- **WORK TO DO**: In the forum post below about batching Akka stream items into a database, how many items does the AWS limit allow per batch?

- **TEXT EXTRACT**:
I have a task to write items which coming from Akka stream into database. Database (dynamodb from AWS) supports batching and I already implemented the thing using this - batch • Akka Documentation .
However from the documentation I see that it will only group elements from stream into batches in case if downstream backpressures. I’m not sure that the client I’m using to access database will be doing backpressure and I also do not want batching logic to depend on it. I considered using buffer (Buffers and working with rate • Akka Documentation) instead, but it seems like it would produce items to downstream only when buffer is full? This is also not really what is needed, because I don’t want buffer to wait for all 25(AWS limit on batch) items indefinitely.
What I need is something like Kafka client behavior - batching that has a limit (exactly like
batch streaming method), but also with “lingering” timeout, so that stream won’t produce 1-length batches each time it receives element and there’s no backpressure from DB, but rather wait some minimal time for more elements to join the batch.
Is this possible to do with either of those streaming methods? If not, is there an alternative?
Additionally I wanted to ask for clarification what exactly this line from “batch” docs mean -
Will eagerly pull elements, this behavior may result in a single pending (i.e. buffered) element which cannot be aggregated to the batched value.
Why single buffered element cannot be aggregated? It seems easy to me - just call the
seed method and here you go - batch with single element. What exactly “pending” means? That element will be wrapped with
seed and sent downstream? Or that it would wait in a buffer indefinitely until second element arrives? I think this document needs some more detailed explanation…

- **DATA EXTRACT**:
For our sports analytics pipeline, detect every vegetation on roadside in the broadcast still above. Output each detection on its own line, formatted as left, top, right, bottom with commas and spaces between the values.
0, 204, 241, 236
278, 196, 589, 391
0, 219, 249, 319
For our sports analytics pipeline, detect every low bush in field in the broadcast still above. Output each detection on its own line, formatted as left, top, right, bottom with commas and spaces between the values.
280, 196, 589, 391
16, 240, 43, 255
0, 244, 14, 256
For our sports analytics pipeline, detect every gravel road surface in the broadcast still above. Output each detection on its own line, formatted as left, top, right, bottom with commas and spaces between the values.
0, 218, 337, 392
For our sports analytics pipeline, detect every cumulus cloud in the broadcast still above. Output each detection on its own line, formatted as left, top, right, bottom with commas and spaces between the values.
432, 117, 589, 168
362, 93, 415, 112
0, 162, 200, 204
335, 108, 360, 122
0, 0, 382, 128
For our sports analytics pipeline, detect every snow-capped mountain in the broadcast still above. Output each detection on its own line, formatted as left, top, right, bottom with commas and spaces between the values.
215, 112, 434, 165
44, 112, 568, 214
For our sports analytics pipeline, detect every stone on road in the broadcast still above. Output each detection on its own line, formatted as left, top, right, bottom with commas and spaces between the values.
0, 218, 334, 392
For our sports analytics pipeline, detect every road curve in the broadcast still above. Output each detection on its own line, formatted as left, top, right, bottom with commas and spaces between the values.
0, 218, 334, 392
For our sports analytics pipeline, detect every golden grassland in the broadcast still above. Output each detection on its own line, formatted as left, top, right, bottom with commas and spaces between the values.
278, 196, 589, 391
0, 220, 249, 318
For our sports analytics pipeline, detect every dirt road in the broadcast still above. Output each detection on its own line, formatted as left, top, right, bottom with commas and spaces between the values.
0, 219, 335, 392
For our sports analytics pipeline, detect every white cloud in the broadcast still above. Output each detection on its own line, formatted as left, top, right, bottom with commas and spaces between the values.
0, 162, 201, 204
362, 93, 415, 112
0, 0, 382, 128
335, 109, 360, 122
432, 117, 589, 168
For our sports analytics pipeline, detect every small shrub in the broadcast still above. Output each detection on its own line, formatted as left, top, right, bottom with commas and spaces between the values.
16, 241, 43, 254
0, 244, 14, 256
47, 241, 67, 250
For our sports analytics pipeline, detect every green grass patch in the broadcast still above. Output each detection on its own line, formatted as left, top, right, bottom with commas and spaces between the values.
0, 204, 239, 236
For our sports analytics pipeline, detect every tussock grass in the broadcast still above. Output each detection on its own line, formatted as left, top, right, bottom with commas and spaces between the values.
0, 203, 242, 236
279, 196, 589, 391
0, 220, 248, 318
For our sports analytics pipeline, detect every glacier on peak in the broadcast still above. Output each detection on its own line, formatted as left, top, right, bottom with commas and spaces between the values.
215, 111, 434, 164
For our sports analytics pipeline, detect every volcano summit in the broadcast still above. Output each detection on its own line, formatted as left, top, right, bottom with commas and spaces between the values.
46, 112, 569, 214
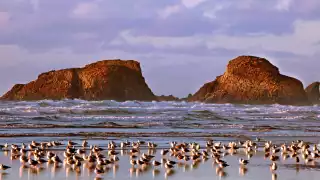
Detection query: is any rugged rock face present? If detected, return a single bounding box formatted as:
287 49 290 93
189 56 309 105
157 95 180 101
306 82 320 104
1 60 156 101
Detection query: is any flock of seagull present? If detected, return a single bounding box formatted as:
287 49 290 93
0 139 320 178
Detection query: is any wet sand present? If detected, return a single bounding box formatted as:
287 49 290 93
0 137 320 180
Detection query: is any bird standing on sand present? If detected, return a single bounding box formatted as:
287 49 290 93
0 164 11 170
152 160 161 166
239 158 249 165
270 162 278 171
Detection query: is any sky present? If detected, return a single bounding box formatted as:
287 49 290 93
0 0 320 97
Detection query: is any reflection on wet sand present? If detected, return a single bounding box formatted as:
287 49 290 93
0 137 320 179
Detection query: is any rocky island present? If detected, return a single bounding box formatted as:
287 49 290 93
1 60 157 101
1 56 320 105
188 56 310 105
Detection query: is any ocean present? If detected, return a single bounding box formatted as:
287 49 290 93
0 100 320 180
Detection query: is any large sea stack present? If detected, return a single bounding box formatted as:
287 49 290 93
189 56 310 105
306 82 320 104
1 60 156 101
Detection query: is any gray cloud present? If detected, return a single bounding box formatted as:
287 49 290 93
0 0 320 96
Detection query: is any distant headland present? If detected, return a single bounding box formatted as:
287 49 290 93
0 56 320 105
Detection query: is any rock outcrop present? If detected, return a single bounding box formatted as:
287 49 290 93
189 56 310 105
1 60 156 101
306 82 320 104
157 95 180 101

- **SOLUTION TO THIS PROBLEM**: 25 items.